* [What you have to do]: Repeat each record below exactly, dropping the pictures.

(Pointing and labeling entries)
---+---
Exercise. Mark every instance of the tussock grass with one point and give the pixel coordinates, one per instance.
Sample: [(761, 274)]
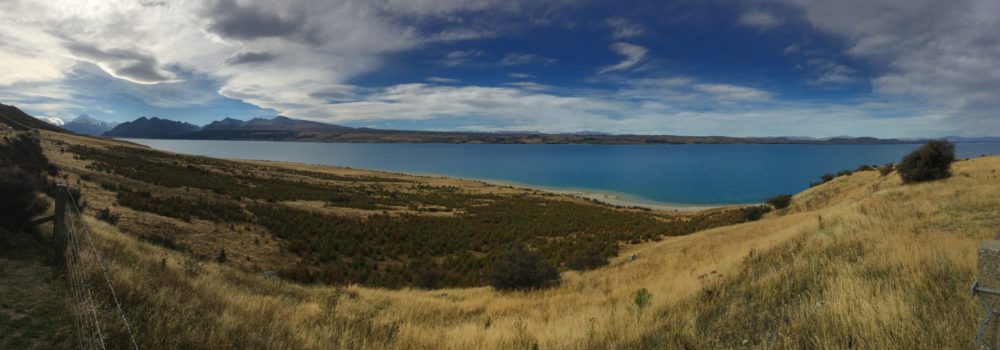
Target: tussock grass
[(862, 261)]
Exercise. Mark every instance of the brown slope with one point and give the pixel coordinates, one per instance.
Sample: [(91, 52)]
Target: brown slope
[(17, 119)]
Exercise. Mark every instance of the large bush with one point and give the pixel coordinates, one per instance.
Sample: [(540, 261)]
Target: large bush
[(932, 161), (588, 259), (780, 201), (20, 202), (523, 270)]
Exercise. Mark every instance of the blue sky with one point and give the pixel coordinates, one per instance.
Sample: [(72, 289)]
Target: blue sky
[(888, 68)]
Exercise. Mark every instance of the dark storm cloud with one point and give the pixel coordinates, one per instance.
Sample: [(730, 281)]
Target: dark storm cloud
[(230, 20), (127, 64), (250, 57)]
---+---
* [Answer to the problem]:
Exercise. Mark every instance of the tussock grass with one point and give the pixel coordinates, one per instance.
Sample: [(761, 274)]
Target: tussock grass
[(862, 261)]
Exercise. Mark every instance of the brown slope with one point and give the pixel coordinates, one per instance.
Sample: [(91, 52)]
Target: brown slope
[(17, 119)]
Exercise. Mark every instance of the large bush with one point and give the pixel coordinates, one per instance.
Sample: [(540, 261)]
Target: large bush
[(932, 161), (588, 259), (780, 201), (20, 202), (523, 270)]
Exercise. Mark every instance of the blue sky with one point and give the pixel coordinates, one per instance.
Sample: [(72, 289)]
Target: blue sky
[(888, 68)]
Exercise. Mark every instance of the dark storm cloud with one point and give the pixel coordinates, one per instance.
Sample: [(730, 281)]
Target: dark storm cloud
[(230, 20), (127, 64), (250, 57)]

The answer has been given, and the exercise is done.